**WHAT IS NEEDED:**
Retrieve every line of the data holding the word "fallen".

**DATA PROVIDED:**
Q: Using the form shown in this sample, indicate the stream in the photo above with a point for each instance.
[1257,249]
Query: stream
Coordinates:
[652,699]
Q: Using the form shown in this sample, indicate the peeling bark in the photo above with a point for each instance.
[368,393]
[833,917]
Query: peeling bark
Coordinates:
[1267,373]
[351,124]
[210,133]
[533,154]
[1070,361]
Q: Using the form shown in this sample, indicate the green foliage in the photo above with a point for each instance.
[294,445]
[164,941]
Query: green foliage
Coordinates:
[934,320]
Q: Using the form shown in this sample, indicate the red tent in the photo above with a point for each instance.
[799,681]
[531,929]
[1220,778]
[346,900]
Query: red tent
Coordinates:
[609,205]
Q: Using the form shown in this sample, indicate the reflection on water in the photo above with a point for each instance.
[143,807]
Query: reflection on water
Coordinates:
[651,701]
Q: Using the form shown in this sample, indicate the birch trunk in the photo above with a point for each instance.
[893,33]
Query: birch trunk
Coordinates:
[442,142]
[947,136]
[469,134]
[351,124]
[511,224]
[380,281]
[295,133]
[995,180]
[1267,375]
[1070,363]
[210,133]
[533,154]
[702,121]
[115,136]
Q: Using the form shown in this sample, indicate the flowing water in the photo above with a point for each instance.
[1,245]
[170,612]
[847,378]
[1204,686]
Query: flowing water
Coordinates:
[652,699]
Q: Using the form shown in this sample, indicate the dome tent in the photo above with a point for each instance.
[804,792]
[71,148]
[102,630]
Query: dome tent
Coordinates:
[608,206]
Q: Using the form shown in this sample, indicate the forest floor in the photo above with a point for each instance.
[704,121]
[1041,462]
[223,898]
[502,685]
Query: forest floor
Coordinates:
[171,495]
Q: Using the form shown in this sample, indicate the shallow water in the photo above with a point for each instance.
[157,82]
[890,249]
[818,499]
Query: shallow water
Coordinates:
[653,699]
* * *
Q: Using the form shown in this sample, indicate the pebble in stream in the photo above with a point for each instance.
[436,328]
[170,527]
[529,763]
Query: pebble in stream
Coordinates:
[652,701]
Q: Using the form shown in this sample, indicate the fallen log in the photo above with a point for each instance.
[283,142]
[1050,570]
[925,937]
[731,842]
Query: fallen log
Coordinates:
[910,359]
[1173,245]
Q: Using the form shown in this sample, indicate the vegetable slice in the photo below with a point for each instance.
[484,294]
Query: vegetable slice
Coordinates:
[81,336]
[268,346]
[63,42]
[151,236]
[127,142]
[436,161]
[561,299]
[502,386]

**THE ANSWER:**
Q: Using the form shown in this sample, indicate the fallen log in the photo above with a point for each instance.
Query: fallen log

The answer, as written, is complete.